◆ **PROMPT**:
Please return the lines below verbatim, beginning at the one that has "job | pin one point per instance of the white" and stopping after the one that has "job | pin one point per instance of the gold circular", and add no other lines.
══════
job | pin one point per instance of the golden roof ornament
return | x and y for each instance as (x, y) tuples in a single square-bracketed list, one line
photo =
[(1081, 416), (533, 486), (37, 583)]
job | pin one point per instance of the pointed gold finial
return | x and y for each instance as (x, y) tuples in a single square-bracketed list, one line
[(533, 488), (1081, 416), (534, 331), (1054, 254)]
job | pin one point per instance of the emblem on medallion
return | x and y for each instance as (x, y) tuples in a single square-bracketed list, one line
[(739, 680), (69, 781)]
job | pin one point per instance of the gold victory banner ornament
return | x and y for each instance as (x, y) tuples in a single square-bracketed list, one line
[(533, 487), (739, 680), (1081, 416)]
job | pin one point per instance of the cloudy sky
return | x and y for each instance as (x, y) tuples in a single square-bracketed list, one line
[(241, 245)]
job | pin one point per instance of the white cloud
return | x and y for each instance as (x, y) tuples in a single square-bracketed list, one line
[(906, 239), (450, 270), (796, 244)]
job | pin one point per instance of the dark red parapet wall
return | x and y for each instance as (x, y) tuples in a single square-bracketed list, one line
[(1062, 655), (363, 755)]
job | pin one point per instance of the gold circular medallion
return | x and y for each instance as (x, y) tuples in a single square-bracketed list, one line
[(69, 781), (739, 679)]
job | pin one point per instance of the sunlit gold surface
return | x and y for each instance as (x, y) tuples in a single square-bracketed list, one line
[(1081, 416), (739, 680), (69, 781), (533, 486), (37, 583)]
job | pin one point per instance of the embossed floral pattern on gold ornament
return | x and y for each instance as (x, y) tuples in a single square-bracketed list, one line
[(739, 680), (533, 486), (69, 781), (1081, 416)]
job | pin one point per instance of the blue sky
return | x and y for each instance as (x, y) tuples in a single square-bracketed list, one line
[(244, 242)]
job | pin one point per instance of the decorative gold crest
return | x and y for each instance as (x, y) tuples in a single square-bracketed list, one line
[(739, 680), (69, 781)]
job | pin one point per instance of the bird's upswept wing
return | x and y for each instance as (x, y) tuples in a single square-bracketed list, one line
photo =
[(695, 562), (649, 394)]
══════
◆ **EXERCISE SOLUTION**:
job | pin one point per instance of the white cloud
return | x and y for each instance as (x, y) tuples in a single square-bracketed list, one line
[(906, 239), (450, 270), (796, 244)]
job | pin one point per instance of the dark red parapet wall
return | x and y for each instance as (x, y) tuples in a single square-bracketed list, one line
[(1062, 655), (363, 755)]
job | pin one point per instance of the gold circular medallion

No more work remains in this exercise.